■ **WORK INSTRUCTIONS**: Begin with the line below holding "Task: identify the clear" and go on through the line holding "Task: identify the cloud", duplicating each line exactly and leaving out pictures.

(Excerpts from a dataset)
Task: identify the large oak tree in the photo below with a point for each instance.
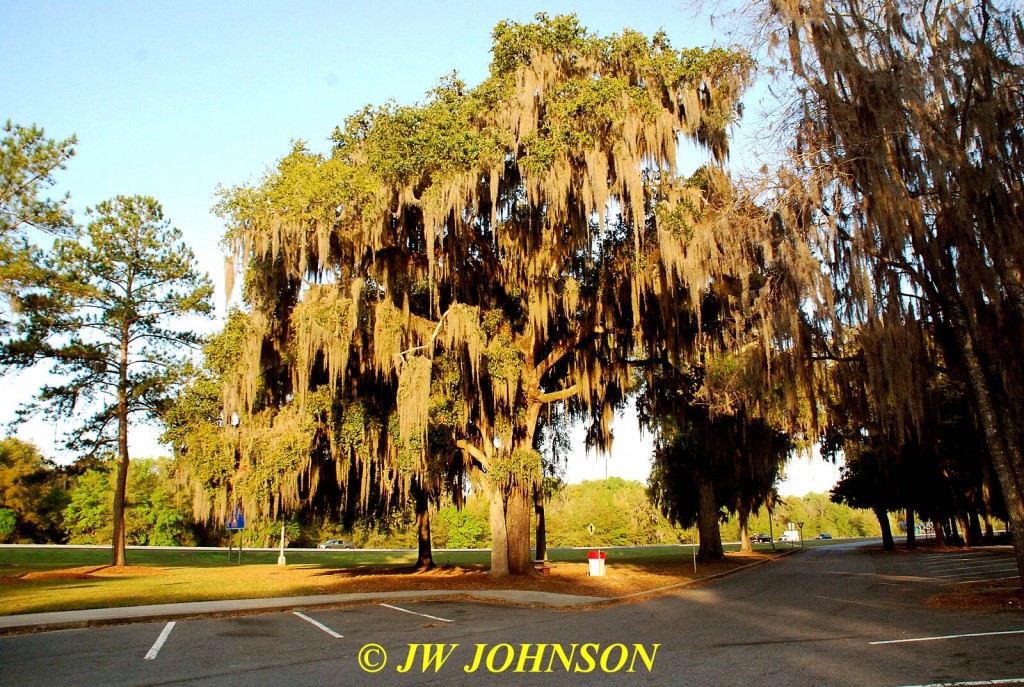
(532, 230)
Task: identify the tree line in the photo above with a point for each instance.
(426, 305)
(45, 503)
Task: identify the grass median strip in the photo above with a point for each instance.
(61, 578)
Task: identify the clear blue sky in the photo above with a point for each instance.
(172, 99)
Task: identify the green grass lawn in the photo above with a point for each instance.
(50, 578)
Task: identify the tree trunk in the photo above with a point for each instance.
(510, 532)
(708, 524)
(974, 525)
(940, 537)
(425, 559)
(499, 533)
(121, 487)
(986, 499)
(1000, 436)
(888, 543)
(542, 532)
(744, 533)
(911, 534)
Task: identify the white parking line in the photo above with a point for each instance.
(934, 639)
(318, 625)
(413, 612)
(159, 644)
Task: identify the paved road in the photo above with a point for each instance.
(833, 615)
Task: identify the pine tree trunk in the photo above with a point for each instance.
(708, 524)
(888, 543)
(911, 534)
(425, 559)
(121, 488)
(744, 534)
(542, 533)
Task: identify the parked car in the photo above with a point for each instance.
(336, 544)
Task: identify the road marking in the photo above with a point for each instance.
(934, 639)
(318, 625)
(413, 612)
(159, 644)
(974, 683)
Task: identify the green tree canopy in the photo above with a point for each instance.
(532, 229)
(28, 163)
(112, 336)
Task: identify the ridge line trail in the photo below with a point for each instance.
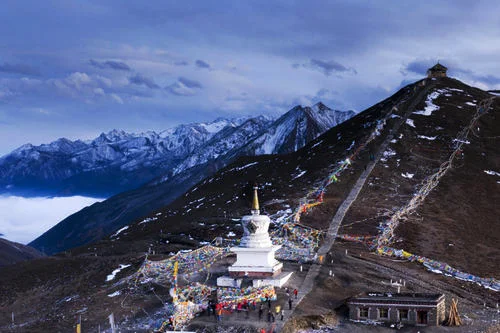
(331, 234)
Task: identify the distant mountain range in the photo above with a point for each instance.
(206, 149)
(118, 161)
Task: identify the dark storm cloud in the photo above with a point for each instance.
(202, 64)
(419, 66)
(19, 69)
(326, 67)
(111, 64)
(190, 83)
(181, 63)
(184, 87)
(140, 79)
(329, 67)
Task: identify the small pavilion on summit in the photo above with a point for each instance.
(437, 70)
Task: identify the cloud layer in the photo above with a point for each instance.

==

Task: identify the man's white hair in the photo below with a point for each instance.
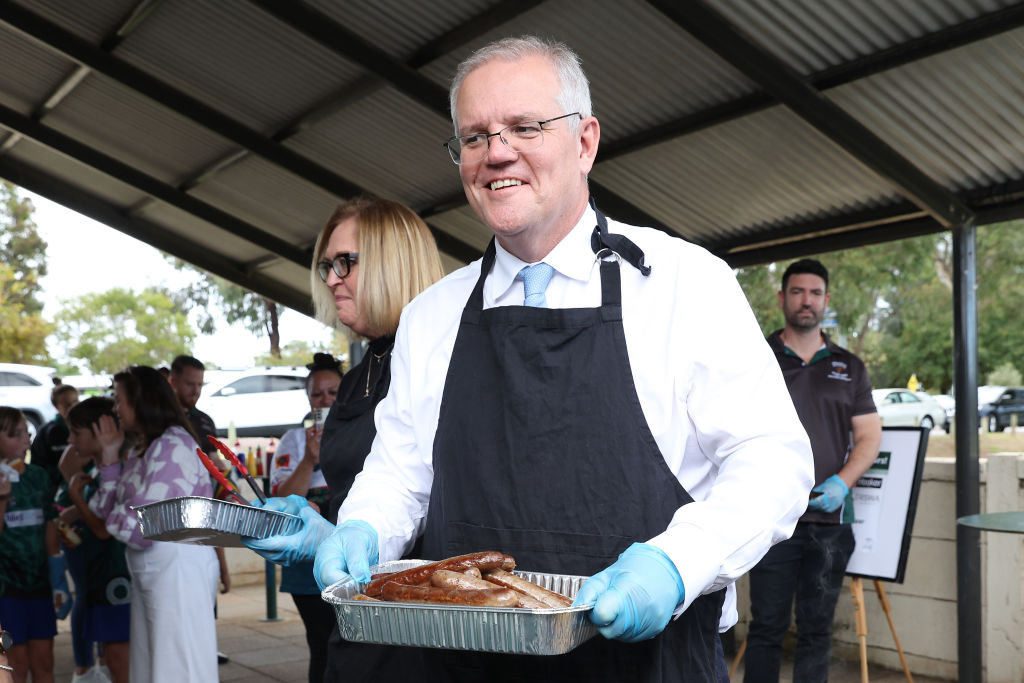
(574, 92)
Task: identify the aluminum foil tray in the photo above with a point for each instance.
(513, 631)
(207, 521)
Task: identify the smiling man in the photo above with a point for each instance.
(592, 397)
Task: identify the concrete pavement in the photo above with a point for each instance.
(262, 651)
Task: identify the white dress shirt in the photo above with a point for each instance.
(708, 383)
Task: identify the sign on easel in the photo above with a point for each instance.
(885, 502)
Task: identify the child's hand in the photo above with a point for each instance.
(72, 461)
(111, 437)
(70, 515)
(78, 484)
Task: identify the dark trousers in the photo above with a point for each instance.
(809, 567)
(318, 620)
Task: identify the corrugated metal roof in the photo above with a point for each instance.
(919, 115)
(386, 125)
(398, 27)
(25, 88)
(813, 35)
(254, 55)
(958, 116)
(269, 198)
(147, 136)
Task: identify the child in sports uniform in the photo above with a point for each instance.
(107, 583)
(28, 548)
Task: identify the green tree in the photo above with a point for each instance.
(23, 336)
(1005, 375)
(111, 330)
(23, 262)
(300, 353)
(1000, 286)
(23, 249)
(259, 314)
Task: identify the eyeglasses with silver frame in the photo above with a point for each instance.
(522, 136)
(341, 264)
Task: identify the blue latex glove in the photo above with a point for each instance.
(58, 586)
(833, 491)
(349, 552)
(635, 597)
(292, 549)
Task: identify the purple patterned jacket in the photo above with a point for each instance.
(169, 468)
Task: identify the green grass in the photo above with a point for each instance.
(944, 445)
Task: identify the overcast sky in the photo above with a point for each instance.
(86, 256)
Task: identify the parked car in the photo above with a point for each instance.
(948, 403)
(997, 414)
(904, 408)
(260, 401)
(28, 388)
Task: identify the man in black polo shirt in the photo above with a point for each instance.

==

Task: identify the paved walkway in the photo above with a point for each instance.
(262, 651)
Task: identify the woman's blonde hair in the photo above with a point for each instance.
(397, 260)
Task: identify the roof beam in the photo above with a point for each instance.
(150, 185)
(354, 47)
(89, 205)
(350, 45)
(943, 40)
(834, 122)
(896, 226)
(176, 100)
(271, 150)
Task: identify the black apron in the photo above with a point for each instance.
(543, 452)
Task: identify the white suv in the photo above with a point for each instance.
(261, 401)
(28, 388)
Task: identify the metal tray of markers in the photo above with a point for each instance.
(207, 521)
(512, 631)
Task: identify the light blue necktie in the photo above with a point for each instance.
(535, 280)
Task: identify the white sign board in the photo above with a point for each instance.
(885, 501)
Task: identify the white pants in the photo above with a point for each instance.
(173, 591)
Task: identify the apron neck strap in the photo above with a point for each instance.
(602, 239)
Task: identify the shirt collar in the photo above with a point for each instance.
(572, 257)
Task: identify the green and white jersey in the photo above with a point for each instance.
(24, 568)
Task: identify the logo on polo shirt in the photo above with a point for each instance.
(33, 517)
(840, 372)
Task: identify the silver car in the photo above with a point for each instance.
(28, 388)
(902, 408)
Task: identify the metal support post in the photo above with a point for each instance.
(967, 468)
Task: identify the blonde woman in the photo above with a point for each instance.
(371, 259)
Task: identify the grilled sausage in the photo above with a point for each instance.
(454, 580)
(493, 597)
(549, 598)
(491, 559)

■ **PROBLEM SOLUTION**:
Task: identify the clear blue sky in the photo above with a point for each instance.
(172, 99)
Task: identify the green grass lawn in the photo above with a point for each instance.
(50, 578)
Task: identify the tree trunk in the photo above with a point for each instance.
(510, 532)
(708, 524)
(974, 525)
(940, 537)
(425, 559)
(499, 533)
(121, 487)
(986, 499)
(1000, 436)
(888, 543)
(542, 532)
(744, 533)
(911, 534)
Task: identify the white parking line in the photo above with a point for each instance.
(934, 639)
(318, 625)
(413, 612)
(159, 644)
Task: identify the paved road in the photo above with a point for each instance.
(833, 615)
Task: identify the pine tree trunk in the photo above with a point for each instance.
(708, 524)
(888, 543)
(911, 534)
(425, 559)
(121, 488)
(744, 534)
(542, 533)
Task: identify the parked car in the photo above with a point for each instance.
(336, 544)
Task: identify the road marking in the photo above with a point for each instance.
(934, 639)
(318, 625)
(413, 612)
(159, 644)
(974, 683)
Task: identify the green tree canopy in the photo above with a point for each instance.
(532, 229)
(28, 163)
(112, 336)
Task: identify the ridge line trail in the photo below with a point for each instance.
(331, 234)
Task: identify the distant mountain range in the photo above with a point for each instance.
(206, 149)
(118, 161)
Task: identify the dark storm cloud in the photo above with a point for each instance.
(202, 64)
(419, 66)
(19, 69)
(326, 67)
(111, 64)
(190, 83)
(181, 63)
(184, 87)
(140, 79)
(329, 67)
Task: identify the small pavilion on summit in the photo above with a point for each instance.
(437, 70)
Task: identify the cloud layer in the photo above with a point for each instance.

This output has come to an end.